**PROBLEM 1**
Answer these from the article:
(a) In what year was the author attending Indiana University when the author's mother moved in?
(b) How many of the mother's children moved in along with her?
(c) In which program does the mother work at Indiana University?
**PROBLEM 2**
Reproduce the listing lines from the one containing "white siding, formatted" through the end of the listing, both included.

**READING PASSAGE**
--- Begin ---

Nefertiti Morris creates a harmonious family by changing herself first.

Photo: Joshua Bruton.

by Nefertiti Morris
BLOOMINGTON, IND.

I was attending Indiana University in 2004, when my mother and four of her children moved in with me and my college roommate. She had just left my stepfather, and had nowhere else to go.

As someone who was born into the Buddhist practice, I had received the Gohonzon two years earlier, when I started college. My roommate had heard about Nam-myoho-renge-kyo, but seeing my mom persevere in faith with a never-give-up spirit inspired my roommate to begin practicing SGI Nichiren Buddhism only a few months later. Soon after, my mom was hired by Indiana University, where she continues to work to this day, steadily building bridges for urban youth in the Community and School Partnerships program.

--- End ---

Entries from a point annotation set
--- Begin ---

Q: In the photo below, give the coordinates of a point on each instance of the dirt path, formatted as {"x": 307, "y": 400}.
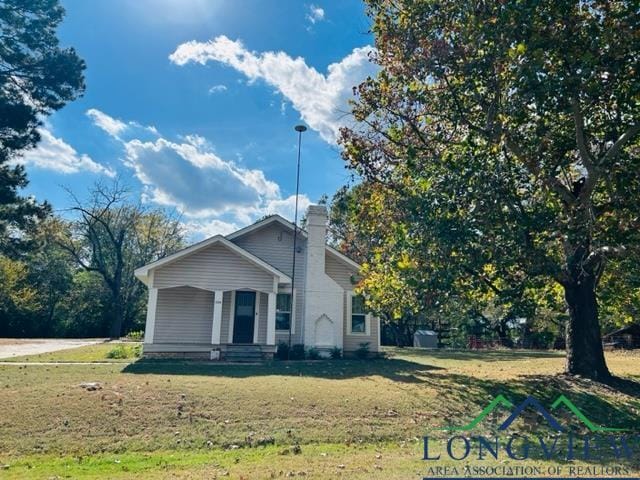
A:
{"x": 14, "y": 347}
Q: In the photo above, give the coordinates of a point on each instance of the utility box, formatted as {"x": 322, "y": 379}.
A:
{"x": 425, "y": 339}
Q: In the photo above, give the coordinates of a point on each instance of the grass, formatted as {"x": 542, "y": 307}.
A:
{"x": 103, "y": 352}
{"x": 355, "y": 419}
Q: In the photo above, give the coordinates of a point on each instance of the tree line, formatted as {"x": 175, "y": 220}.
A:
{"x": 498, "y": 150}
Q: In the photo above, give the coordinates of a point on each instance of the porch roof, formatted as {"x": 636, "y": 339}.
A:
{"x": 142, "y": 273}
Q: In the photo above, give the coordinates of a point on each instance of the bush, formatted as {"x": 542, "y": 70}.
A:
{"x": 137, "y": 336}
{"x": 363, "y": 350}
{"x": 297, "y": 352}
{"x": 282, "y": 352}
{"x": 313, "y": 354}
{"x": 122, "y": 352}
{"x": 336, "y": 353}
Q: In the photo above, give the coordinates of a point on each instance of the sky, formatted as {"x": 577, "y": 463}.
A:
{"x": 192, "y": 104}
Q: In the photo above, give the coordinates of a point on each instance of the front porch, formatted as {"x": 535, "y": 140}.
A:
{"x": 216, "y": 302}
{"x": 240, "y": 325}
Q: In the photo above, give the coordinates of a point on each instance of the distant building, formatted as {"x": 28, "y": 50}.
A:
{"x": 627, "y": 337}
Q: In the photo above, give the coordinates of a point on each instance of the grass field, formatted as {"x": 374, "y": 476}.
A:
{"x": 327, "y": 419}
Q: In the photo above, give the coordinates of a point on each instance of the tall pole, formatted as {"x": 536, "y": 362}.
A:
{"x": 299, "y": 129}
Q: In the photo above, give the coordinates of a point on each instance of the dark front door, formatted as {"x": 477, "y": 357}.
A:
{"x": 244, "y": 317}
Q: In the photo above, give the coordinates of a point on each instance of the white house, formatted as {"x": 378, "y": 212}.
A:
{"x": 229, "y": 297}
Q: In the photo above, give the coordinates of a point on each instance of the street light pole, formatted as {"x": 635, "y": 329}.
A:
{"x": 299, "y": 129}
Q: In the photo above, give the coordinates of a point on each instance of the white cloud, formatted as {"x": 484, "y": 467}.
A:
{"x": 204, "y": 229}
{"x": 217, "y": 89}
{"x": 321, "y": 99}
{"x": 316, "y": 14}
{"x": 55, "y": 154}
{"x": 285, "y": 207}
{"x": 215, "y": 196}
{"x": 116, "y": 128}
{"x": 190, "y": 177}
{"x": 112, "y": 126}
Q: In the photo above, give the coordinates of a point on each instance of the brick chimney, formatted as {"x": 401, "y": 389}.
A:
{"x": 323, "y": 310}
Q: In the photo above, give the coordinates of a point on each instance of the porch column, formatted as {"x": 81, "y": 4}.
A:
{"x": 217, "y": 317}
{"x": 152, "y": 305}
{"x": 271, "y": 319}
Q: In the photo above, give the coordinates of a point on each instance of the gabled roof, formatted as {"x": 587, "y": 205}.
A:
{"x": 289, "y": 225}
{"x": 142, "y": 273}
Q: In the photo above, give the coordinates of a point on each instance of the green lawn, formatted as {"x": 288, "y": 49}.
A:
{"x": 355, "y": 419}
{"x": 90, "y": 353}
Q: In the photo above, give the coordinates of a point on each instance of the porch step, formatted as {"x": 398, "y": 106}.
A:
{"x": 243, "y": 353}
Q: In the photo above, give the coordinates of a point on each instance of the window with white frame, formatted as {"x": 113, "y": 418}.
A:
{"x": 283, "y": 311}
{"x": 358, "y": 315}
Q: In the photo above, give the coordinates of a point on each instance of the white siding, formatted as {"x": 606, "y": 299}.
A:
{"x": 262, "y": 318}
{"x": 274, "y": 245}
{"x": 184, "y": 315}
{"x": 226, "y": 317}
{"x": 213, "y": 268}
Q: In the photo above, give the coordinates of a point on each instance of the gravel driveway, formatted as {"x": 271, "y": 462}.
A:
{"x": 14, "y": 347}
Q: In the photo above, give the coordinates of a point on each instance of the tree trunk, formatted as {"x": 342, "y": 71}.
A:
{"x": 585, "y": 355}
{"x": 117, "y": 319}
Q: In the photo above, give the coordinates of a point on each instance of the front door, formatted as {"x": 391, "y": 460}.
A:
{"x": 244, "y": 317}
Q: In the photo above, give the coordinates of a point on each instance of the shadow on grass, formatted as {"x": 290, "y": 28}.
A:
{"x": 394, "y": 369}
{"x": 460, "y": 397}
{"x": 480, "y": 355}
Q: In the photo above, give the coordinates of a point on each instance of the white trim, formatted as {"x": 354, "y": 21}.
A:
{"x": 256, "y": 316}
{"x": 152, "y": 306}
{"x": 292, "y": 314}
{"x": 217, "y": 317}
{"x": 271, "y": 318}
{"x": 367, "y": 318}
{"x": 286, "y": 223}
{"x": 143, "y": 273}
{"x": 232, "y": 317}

--- End ---

**FINISHED ANSWER 1**
(a) 2004
(b) Four
(c) The Community and School Partnerships program

**FINISHED ANSWER 2**
Q: In the photo above, give the coordinates of a point on each instance of the white siding, formatted as {"x": 606, "y": 299}.
A:
{"x": 262, "y": 318}
{"x": 274, "y": 245}
{"x": 184, "y": 315}
{"x": 226, "y": 317}
{"x": 213, "y": 268}
Q: In the photo above, give the coordinates of a point on each instance of the gravel driveway, formatted as {"x": 271, "y": 462}.
A:
{"x": 14, "y": 347}
Q: In the photo above, give the coordinates of a point on each instance of the tree trunk, formatted as {"x": 342, "y": 71}.
A:
{"x": 585, "y": 355}
{"x": 117, "y": 319}
Q: In the photo above, give the coordinates of a point on each instance of the front door, formatted as {"x": 391, "y": 460}.
A:
{"x": 244, "y": 317}
Q: In the photo above, give the coordinates of a point on each instance of the shadow on grass, formatted as {"x": 290, "y": 28}.
A:
{"x": 394, "y": 369}
{"x": 460, "y": 397}
{"x": 480, "y": 355}
Q: In the photo above, give the coordinates of a point on each instance of the white trim, formatted as {"x": 354, "y": 21}.
A:
{"x": 256, "y": 316}
{"x": 152, "y": 306}
{"x": 292, "y": 314}
{"x": 217, "y": 317}
{"x": 271, "y": 318}
{"x": 367, "y": 318}
{"x": 286, "y": 223}
{"x": 143, "y": 273}
{"x": 232, "y": 317}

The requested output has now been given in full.